+++ Texto proporcionado +++
Foto: Mary Altaffer/ AP
Una
vez más, siguiendo una tradición de la que me siento honrado, el Secretario
General de las Naciones Unidas ha invitado al Papa a dirigirse a esta honorable
Asamblea de las Naciones. En nombre propio y en el de toda la comunidad
católica, Señor Ban Ki-moon, quiero expresarle el más sincero y cordial
agradecimiento. Agradezco también sus amables palabras. Saludo asimismo a los
Jefes de Estado y de Gobierno aquí presentes, a los Embajadores, diplomáticos y
funcionarios políticos y técnicos que les acompañan, al personal de las
Naciones Unidas empeñado en esta 70a Sesión de la Asamblea General, al personal
de todos los programas y agencias de la familia de la ONU, y a todos los que de
un modo u otro participan de esta reunión. Por medio de ustedes saludo también
a los ciudadanos de todas las naciones representadas en este encuentro. Gracias
por los esfuerzos de todos y de cada uno en bien de la humanidad.
Esta
es la quinta vez que un Papa visita las Naciones Unidas. Lo hicieron mis
predecesores Pablo VI en 1965, Juan Pablo II en 1979 y 1995 y, mi más reciente
predecesor, hoy el Papa emérito Benedicto XVI, en 2008. Todos ellos no
ahorraron expresiones de reconocimiento para la Organización, considerándola la
respuesta jurídica y política adecuada al momento histórico, caracterizado por
la superación tecnológica de las distancias y fronteras y, aparentemente, de
cualquier límite natural a la afirmación del poder. Una respuesta
imprescindible ya que el poder tecnológico, en manos de ideologías
nacionalistas o falsamente universalistas, es capaz de producir tremendas
atrocidades. No puedo menos que asociarme al aprecio de mis predecesores,
reafirmando la importancia que la Iglesia Católica concede a esta institución y
las esperanzas que pone en sus actividades.
+++ Datos registrados +++
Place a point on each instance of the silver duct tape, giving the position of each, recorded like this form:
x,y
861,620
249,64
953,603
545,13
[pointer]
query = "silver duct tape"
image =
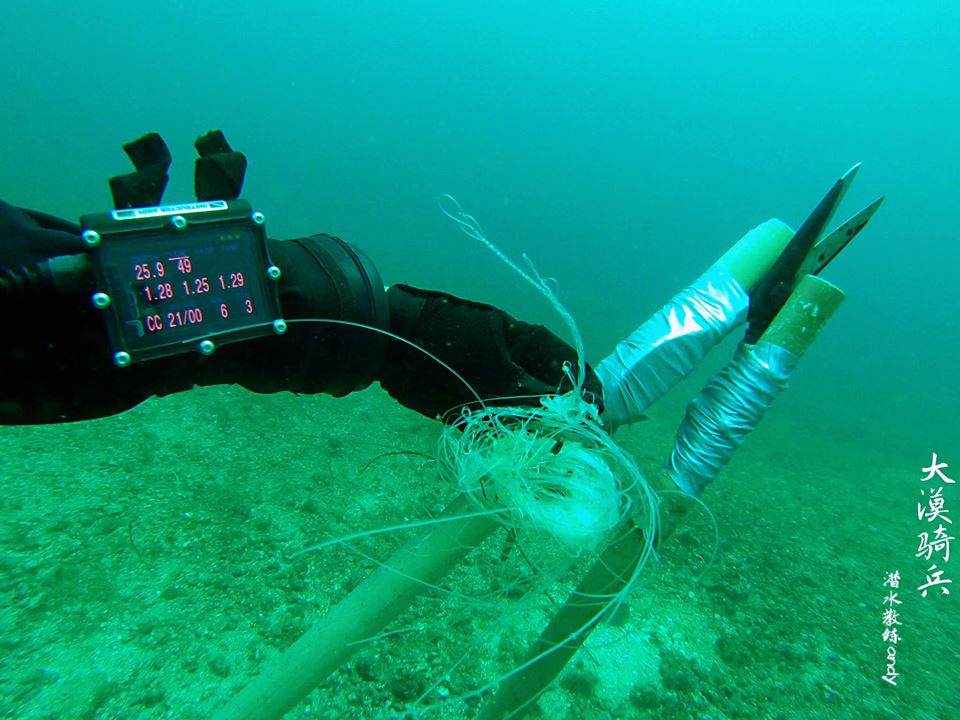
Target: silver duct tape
x,y
719,419
663,351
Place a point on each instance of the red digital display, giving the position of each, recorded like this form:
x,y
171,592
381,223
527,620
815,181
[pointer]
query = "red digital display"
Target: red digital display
x,y
170,288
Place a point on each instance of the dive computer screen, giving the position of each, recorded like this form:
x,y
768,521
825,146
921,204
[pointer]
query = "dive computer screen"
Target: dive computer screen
x,y
184,288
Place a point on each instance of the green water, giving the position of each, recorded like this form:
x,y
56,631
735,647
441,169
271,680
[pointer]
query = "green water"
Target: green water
x,y
143,569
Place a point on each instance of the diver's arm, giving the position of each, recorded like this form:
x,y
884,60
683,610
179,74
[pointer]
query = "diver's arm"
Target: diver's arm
x,y
56,357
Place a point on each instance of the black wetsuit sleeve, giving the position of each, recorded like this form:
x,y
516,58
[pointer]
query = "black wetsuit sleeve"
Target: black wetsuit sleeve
x,y
56,356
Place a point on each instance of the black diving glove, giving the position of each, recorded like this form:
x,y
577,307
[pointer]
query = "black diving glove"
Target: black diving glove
x,y
505,360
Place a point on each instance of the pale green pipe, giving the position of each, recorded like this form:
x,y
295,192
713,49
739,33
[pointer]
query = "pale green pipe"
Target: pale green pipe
x,y
289,677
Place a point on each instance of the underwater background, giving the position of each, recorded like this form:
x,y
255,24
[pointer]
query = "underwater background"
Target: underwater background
x,y
623,147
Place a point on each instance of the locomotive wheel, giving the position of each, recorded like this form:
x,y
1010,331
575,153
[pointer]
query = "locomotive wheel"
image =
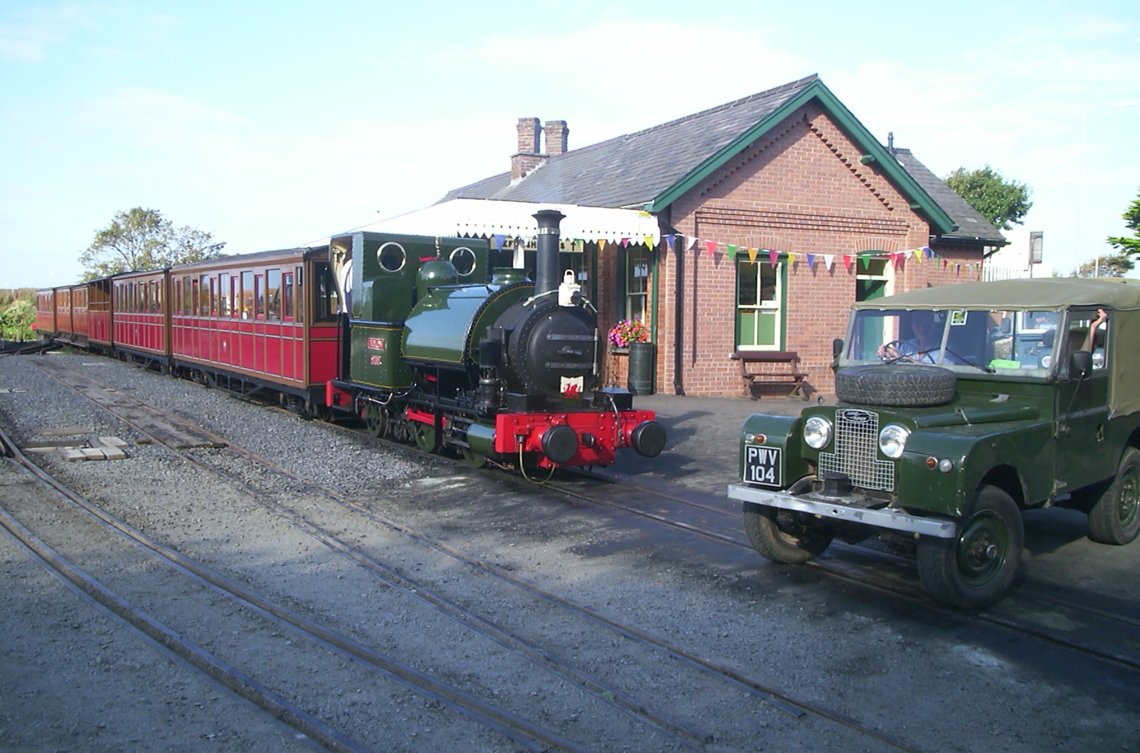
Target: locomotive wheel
x,y
375,420
473,459
424,436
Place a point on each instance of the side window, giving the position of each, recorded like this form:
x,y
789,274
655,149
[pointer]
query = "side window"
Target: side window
x,y
286,295
1089,332
224,295
246,295
759,304
274,293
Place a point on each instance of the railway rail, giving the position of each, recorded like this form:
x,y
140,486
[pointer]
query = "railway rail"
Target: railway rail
x,y
1107,633
505,594
188,441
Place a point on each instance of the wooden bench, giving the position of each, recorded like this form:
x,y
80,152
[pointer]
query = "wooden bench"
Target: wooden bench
x,y
757,367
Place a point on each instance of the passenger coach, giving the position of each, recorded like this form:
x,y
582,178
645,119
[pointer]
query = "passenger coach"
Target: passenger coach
x,y
258,320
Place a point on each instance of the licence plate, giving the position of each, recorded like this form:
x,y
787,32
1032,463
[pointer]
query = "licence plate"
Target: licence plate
x,y
763,465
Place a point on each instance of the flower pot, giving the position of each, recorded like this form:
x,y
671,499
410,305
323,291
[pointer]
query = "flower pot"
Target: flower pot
x,y
642,360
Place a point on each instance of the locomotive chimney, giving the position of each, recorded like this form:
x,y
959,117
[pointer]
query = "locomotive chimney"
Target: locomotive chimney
x,y
558,137
546,269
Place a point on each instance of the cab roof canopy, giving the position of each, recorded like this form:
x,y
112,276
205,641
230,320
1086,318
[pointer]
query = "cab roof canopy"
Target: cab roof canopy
x,y
1044,293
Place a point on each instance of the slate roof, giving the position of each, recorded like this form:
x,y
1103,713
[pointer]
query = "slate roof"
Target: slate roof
x,y
638,166
971,226
651,168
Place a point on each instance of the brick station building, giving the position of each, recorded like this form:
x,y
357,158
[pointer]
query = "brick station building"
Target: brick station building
x,y
774,213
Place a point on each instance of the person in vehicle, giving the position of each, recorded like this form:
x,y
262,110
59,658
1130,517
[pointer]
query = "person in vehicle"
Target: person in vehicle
x,y
923,344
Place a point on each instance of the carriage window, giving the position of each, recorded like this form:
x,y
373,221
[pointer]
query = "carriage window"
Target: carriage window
x,y
259,296
246,295
327,302
300,294
224,300
274,294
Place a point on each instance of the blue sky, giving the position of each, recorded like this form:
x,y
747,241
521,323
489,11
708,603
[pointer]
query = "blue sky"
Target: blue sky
x,y
274,124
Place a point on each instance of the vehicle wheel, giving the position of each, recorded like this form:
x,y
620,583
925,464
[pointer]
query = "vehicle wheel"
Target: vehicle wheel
x,y
976,569
375,420
895,384
472,458
424,436
782,535
1115,516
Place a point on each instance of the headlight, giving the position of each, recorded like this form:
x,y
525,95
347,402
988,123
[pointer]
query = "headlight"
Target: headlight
x,y
893,440
817,432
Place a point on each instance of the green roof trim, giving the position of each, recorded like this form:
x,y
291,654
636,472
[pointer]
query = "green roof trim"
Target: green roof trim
x,y
941,221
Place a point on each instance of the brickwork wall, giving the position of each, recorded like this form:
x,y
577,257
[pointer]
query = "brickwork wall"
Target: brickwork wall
x,y
799,189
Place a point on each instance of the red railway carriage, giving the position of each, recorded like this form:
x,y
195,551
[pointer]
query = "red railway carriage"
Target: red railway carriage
x,y
45,322
258,320
70,307
98,314
140,321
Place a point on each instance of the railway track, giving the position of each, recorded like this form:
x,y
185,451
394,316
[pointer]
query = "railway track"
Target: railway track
x,y
1104,632
685,734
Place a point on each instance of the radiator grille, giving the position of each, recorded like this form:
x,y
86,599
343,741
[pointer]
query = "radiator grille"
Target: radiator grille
x,y
857,451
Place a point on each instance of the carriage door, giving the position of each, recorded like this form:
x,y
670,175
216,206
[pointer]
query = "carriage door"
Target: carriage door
x,y
872,280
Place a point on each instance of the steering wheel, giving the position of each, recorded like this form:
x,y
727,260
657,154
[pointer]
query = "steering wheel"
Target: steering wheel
x,y
903,350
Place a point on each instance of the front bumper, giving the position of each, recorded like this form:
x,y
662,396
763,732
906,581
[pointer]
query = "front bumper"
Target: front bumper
x,y
833,508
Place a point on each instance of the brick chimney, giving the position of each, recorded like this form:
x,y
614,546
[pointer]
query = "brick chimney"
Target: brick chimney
x,y
556,137
528,156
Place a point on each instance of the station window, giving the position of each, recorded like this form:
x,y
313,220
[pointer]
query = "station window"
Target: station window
x,y
759,304
286,295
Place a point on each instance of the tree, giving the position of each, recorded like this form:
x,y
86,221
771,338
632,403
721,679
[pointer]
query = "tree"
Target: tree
x,y
1107,265
140,240
1129,246
16,319
1004,204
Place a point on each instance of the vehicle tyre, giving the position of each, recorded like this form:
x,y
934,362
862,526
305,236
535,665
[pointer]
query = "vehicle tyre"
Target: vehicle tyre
x,y
977,567
1115,516
784,537
889,384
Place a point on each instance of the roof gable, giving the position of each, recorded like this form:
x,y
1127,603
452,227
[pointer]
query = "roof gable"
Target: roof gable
x,y
653,168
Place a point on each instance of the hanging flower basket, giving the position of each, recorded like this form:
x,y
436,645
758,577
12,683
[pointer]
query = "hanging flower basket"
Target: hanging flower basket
x,y
628,330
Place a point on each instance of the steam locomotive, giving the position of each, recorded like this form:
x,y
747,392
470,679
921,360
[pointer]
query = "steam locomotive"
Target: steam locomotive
x,y
428,340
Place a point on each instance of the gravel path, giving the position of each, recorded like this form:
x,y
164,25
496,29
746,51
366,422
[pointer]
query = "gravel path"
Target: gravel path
x,y
74,679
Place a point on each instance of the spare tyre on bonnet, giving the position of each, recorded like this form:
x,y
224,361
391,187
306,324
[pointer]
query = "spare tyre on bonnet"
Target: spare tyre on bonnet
x,y
958,408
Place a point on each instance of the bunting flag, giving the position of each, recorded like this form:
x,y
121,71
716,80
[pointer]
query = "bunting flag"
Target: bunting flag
x,y
857,262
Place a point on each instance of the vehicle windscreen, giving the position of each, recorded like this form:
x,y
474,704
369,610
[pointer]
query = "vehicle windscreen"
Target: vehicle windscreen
x,y
1017,343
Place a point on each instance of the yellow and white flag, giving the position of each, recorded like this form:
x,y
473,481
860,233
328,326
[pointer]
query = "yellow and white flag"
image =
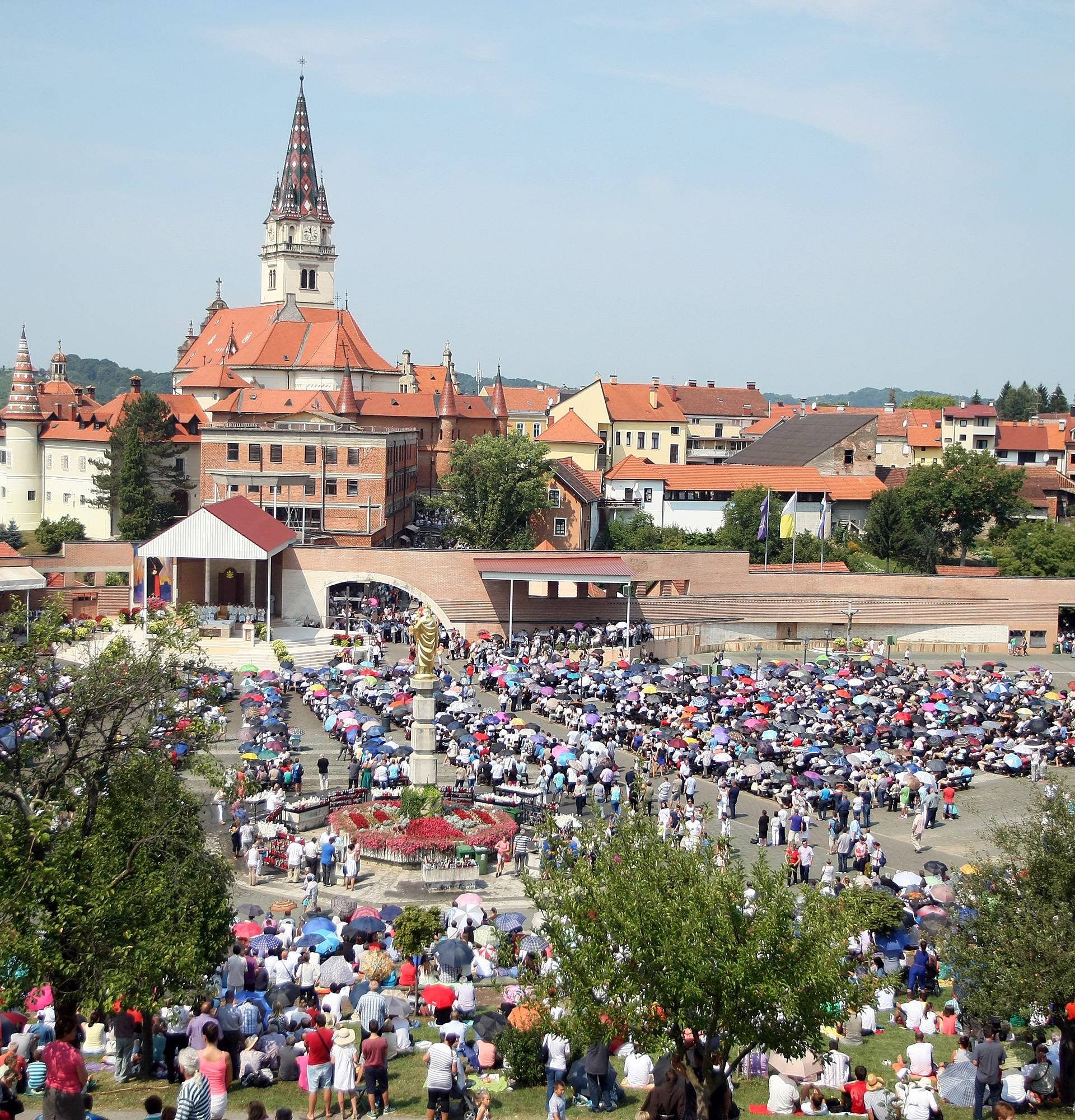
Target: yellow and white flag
x,y
788,517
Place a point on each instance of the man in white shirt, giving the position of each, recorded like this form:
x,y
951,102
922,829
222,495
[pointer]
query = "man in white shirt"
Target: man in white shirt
x,y
920,1058
913,1012
296,855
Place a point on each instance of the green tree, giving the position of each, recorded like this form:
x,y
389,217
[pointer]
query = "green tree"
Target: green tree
x,y
930,402
145,432
1036,548
494,488
1013,950
52,535
964,493
889,534
1020,404
110,889
12,535
697,964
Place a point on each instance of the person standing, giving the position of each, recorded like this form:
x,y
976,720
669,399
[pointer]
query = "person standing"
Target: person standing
x,y
918,828
66,1075
989,1057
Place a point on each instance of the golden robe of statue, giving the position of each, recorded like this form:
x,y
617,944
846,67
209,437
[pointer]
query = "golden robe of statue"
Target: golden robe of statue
x,y
426,632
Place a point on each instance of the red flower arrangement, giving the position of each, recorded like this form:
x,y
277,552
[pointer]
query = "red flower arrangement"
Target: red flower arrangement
x,y
385,832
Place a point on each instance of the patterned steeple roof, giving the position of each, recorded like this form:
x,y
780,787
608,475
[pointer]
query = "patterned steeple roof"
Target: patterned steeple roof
x,y
23,404
300,193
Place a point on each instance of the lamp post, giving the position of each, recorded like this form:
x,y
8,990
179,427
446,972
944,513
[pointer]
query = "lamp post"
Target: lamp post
x,y
850,612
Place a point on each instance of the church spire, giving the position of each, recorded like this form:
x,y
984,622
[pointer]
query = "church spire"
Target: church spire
x,y
300,191
23,403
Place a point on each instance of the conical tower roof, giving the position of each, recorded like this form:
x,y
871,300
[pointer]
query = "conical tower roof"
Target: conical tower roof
x,y
23,403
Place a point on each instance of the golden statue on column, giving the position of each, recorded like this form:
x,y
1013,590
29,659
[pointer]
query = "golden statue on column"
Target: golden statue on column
x,y
426,632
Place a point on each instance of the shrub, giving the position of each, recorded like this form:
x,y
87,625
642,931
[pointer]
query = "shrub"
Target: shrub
x,y
417,929
52,535
521,1051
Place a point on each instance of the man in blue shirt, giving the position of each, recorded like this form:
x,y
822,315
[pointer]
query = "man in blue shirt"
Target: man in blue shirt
x,y
329,854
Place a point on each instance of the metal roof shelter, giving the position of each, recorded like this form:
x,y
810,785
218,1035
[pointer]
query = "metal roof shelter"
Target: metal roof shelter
x,y
231,530
588,568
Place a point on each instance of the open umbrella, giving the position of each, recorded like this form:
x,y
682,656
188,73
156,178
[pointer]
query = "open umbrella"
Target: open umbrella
x,y
491,1025
265,944
438,995
287,994
956,1085
336,970
454,955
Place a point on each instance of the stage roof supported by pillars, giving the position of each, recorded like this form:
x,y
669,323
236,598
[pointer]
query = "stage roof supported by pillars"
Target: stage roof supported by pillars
x,y
231,530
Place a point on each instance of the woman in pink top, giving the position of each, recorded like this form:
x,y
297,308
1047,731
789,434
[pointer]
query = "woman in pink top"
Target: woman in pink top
x,y
217,1067
66,1076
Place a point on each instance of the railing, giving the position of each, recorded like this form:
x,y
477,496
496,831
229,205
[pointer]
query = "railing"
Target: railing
x,y
298,247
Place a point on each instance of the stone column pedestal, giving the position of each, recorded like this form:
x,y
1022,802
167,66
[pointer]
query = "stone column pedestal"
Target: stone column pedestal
x,y
424,735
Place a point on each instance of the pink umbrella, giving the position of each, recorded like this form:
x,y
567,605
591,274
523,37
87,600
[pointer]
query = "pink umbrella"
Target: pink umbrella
x,y
40,998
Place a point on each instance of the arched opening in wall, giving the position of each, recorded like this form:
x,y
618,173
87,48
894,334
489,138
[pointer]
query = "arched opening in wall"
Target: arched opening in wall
x,y
370,602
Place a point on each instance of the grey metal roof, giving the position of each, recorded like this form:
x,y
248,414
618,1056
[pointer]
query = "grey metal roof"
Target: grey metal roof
x,y
797,441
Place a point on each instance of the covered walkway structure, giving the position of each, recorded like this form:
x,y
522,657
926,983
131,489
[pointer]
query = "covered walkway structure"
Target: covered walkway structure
x,y
230,539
+++
## [Tareas por resolver]
**A)** Recopile cada línea de los registros que contenga la palabra "bonnet", distinguiendo entre mayúsculas y minúsculas.
**B)** Retome el discurso ante las Naciones Unidas en el punto en que se interrumpe y continúelo.
Los registros no guardan ninguna relación con el discurso ante las Naciones Unidas.

## [Respuestas redactadas]
**A)**
Place a point on each instance of the spare tyre on bonnet, giving the position of each, recorded like this form:
query = "spare tyre on bonnet"
Target: spare tyre on bonnet

**B)**
La
historia de la comunidad organizada de los Estados, representada por las
Naciones Unidas, que festeja en estos días su 70 aniversario, es una historia
de importantes éxitos comunes, en un período de inusitada aceleración de los
acontecimientos. Sin pretensión de exhaustividad, se puede mencionar la
codificación y el desarrollo del derecho internacional, la construcción de
la
normativa internacional de derechos humanos, el perfeccionamiento del derecho
humanitario, la solución de muchos conflictos y operaciones de paz y reconciliación,
y tantos otros logros en todos los campos de la proyección internacional del
quehacer humano. Todas estas realizaciones son luces que contrastan la
oscuridad del desorden causado por las ambiciones descontroladas y por los
egoísmos colectivos. Es
cierto que aún son muchos los graves problemas no resueltos, pero es evidente
que, si hubiera faltado toda esa actividad internacional, la humanidad podría
no haber sobrevivido al uso descontrolado de sus propias potencialidades.Cada
uno de estos progresos políticos, jurídicos y técnicos son un camino de
concreción del ideal de la fraternidad humana y un medio para su mayor
realización.
Rindo
por eso homenaje a todos los hombres y mujeres que han servido leal y
sacrificadamente a toda la humanidad en estos 70 años.
En particular, quiero recordar hoy a los que han dado su vida por la paz y la
reconciliación de los pueblos, desde Dag Hammarskjöld hasta los muchísimos
funcionarios de todos los niveles, fallecidos en las misiones humanitarias, de
paz y de reconciliación.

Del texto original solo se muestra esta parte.